**TASKS TO CARRY OUT**
**1.** In the thread on riding twice a day versus once, copy the passage between "Doesn't teach the" and "pairs of shorts.", inclusive.
**2.** Please render this sentence from the thread on riding twice a day versus once in Spanish: "So you'd essentially get a double shot of growth hormone for the day."
**3.** Pick up the thread on riding twice a day versus once where it stops, and keep writing.

**PAGE EXTRACT**
- - - -

# Ride twice a day vs once a day??



## rydbyk (Feb 17, 2010)

Pros and Cons fitness-wise with two-a-day workouts are what?

Are there any extra physiological gains when riding twice a day vs once sorta thing? 

Lets just assume that the efforts and distances are the same to keep it simple.

Thx.


----------



## mikejd (Jul 18, 2012)

I read in The Cyclists Training Bible that more growth hormone is released while you sleep, so if you have the time, it can be beneficial to hit two training sessions in a day. 

Wake up, eat, train, eat, nap (release of growth hormone), train, eat, personal time, sleep for the night (more growth hormone).

So you'd essentially get a double shot of growth hormone for the day.


----------



## Carverbiker (Mar 6, 2013)

Depends on objectives. Good for most training goals as it allows some recovery between work sessions similar to intervals. The exception is for building endurance as 2 2 hour rides do not provide the same effect as 1 4 hour ride. I think I read this in the Training Bible from Friel.


----------



## kbiker3111 (Nov 7, 2006)

Pros:
Recovery between efforts means a higher overall effort can be maintained for a given time.
After a hard workout or race, an AM spin can serve to open up the legs for a PM workout.
Can be easier to schedule more time on the bike with a busy day.

Cons:
Doesn't deplete muscle glycogen as a long ride does. (I'd be willing to bet there are more endurance related processes to long rides I'm unaware of.)
Doesn't teach the rider concentration and mental toughness for long efforts.
A lot logistical work to ride twice a day.

There are reasons to do both, but I usually ride once a day if only because I don't have to wash two pairs of shorts.



mikejd said:


> I read in The Cyclists Training Bible that more growth hormone is released while you sleep, so if you have the time, it can be beneficial to hit two training sessions in a day.
> 
> Wake up, eat, train, eat, nap (release of growth hormone), train, eat, personal time, sleep for the night (more growth hormone).
> 
> So you'd essentially get a double shot of growth hormone for the day.


I think _double_ may be overstating it.


----------



## aclinjury (Sep 12, 2011)

kbiker3111 said:


> Pros:
> Recovery between efforts means a higher overall effort can be maintained for a given time.
> After a hard workout or race, an AM spin can serve to open up the legs for a PM workout.
> Can be easier to schedule more time on the bike with a busy day.
> ...


ugh.. just use 1 pair. It's just sweat! unless you get some yellow stuff on it then wash it


----------



## aclinjury (Sep 12, 2011)

- - - -

**INPUT DATA**
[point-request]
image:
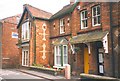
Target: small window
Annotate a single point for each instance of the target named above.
(84, 22)
(62, 26)
(96, 15)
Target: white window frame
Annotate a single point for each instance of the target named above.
(26, 28)
(84, 19)
(97, 15)
(24, 57)
(62, 26)
(55, 59)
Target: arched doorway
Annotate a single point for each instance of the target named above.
(86, 59)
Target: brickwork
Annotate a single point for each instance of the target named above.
(42, 42)
(45, 32)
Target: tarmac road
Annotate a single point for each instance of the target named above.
(14, 75)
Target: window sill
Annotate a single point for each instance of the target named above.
(96, 25)
(62, 32)
(83, 28)
(61, 67)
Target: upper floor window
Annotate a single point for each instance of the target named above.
(26, 31)
(96, 15)
(62, 26)
(84, 22)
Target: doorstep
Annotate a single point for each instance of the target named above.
(40, 74)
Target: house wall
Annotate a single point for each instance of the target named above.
(55, 34)
(105, 25)
(9, 49)
(0, 45)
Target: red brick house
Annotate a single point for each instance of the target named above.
(92, 37)
(80, 34)
(34, 43)
(8, 39)
(86, 29)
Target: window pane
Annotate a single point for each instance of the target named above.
(94, 11)
(65, 60)
(95, 21)
(98, 10)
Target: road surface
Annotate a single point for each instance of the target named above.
(14, 75)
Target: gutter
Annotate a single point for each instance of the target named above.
(111, 35)
(34, 43)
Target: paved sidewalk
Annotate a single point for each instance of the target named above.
(40, 74)
(44, 75)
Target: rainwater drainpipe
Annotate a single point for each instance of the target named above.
(111, 35)
(34, 41)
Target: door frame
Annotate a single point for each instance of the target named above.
(24, 59)
(86, 60)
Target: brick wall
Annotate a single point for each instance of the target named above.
(9, 49)
(42, 45)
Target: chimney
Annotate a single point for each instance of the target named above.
(72, 2)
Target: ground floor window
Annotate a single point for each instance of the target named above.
(25, 57)
(61, 55)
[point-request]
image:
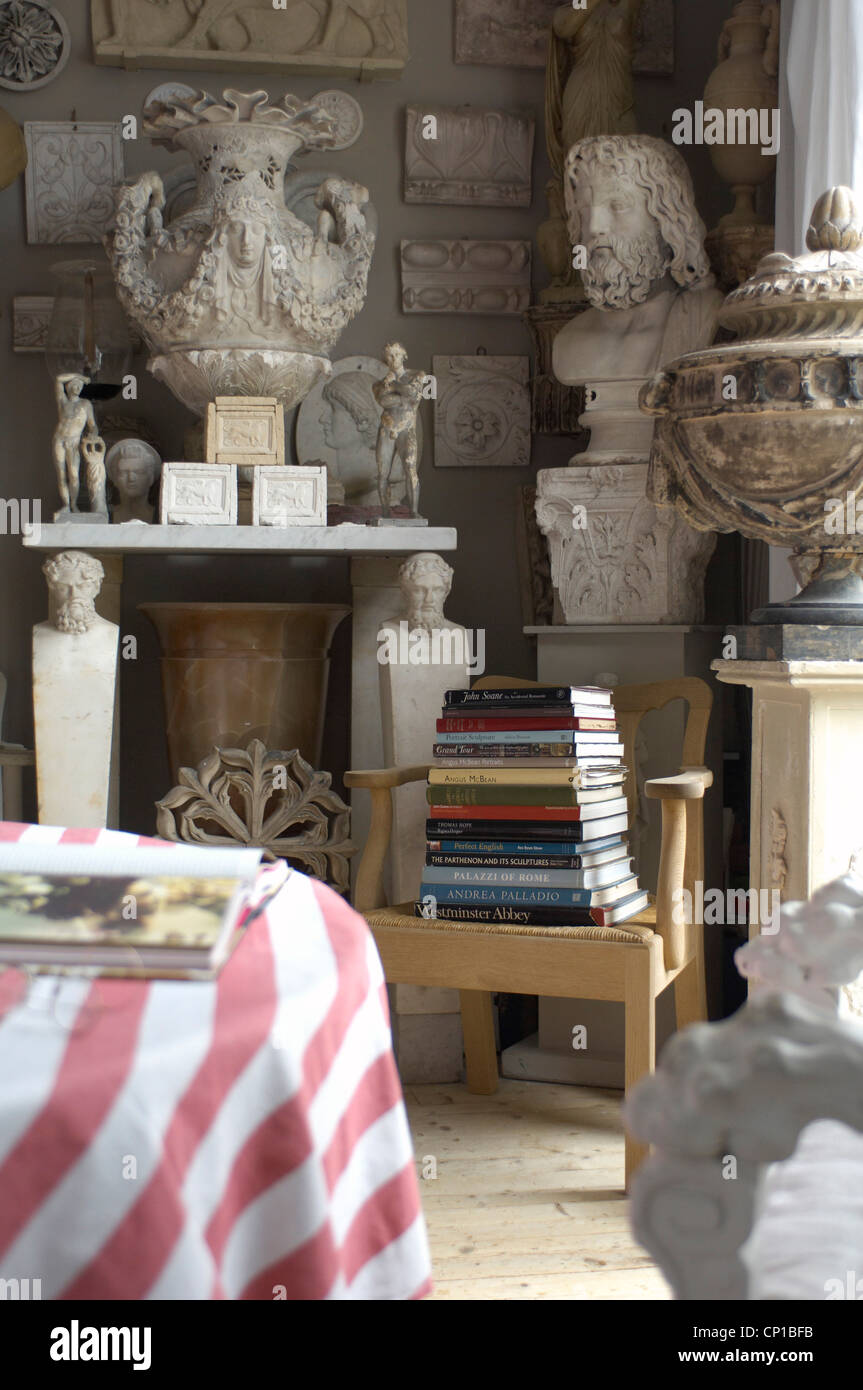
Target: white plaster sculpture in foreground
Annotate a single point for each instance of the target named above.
(74, 695)
(398, 395)
(132, 466)
(77, 439)
(238, 295)
(427, 1020)
(631, 209)
(781, 1084)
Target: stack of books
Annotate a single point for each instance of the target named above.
(527, 811)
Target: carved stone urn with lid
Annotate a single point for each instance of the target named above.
(765, 435)
(238, 295)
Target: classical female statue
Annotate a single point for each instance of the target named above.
(588, 92)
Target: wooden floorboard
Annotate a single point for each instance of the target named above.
(523, 1194)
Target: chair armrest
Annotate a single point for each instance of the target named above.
(680, 856)
(368, 893)
(688, 786)
(387, 777)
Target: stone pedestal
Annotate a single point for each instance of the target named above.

- - - -

**RESPONSES TO THE TASKS**
**1.**
Doesn't teach the rider concentration and mental toughness for long efforts.
A lot logistical work to ride twice a day.

There are reasons to do both, but I usually ride once a day if only because I don't have to wash two pairs of shorts.

**2.** Así que, en esencia, obtendrías una doble dosis de hormona del crecimiento en el día.

**3.**
I think if the exercise (any exercise) that demands more spurts of anaerobic, then twice a day is good. But if your goal is aerobic zone 3 sort of thing, then 1 long 4hr duration is much better. Reason is it takes time for the fat metabolism (beta oxidation) pathway to kick in, so once it is kicked in, you want to just keep going at say zone 3 until your glycogen is depleted. If you do 2 periods of exercise, you will need to spend time in each period to fire up the beta oxidation again

I used to run track short distance, and for me, 2 times a day was much better. 

The biggest issue is going to be time.


----------



## Wookiebiker (Sep 5, 2005)

Ask me in a month 

I've started bike commuting to my new job which results in 43 miles a day of riding (21.5 miles each way) ... with a 1000 feet of climbing each direction (i.e. one big hill).

So far after the first week ... I feel better doing two rides a day than I did just one and on the group ride today, I had some of my best climbing numbers of the year.

I think one of the big benefits is it brings your metabolism up twice a day, which will help burn more calories through the entire day ... so it should help you lose some weight if anything.


----------



## rydbyk (Feb 17, 2010)

@ Wookie:

Weird... exact same ride profile for me too. Literally.


----------



## pittsey (Oct 12, 2012)

aclinjury said:


> ugh.. just use 1 pair. It's just sweat! unless you get some yellow stuff on it then wash it


It's just only bacteria growth!


----------



## Dray3573 (Jun 22, 2010)

Wild. I just started commuting last week and my commute profile is almost identical as well. The jury is out as far as any performance benefit I may receive as I add commuting to my regimen (too early to tell).


----------



## looigi (Nov 24, 2010)

pittsey said:


> It's just only bacteria growth!


Don't worry about the bacteria too much. You already have over ten times as many bacterial cells in and on you as you have human cells.

Anyway, is wearing a pair of shorts twice in one day for a total of 4 hours worse than wearing a pair of shorts continuously for 4 hours? At least in the first case they have a chance to dry and air out midway.


----------



## Wookiebiker (Sep 5, 2005)

Mine got put on hold this week after a crash at the end of a TT this past weekend ... had a junior racer turn in front of me without looking while coasting down after the finish, slammed on the brakes, went over the bars and hurt my back and wrist ... but will hopefully be back on the bike tomorrow.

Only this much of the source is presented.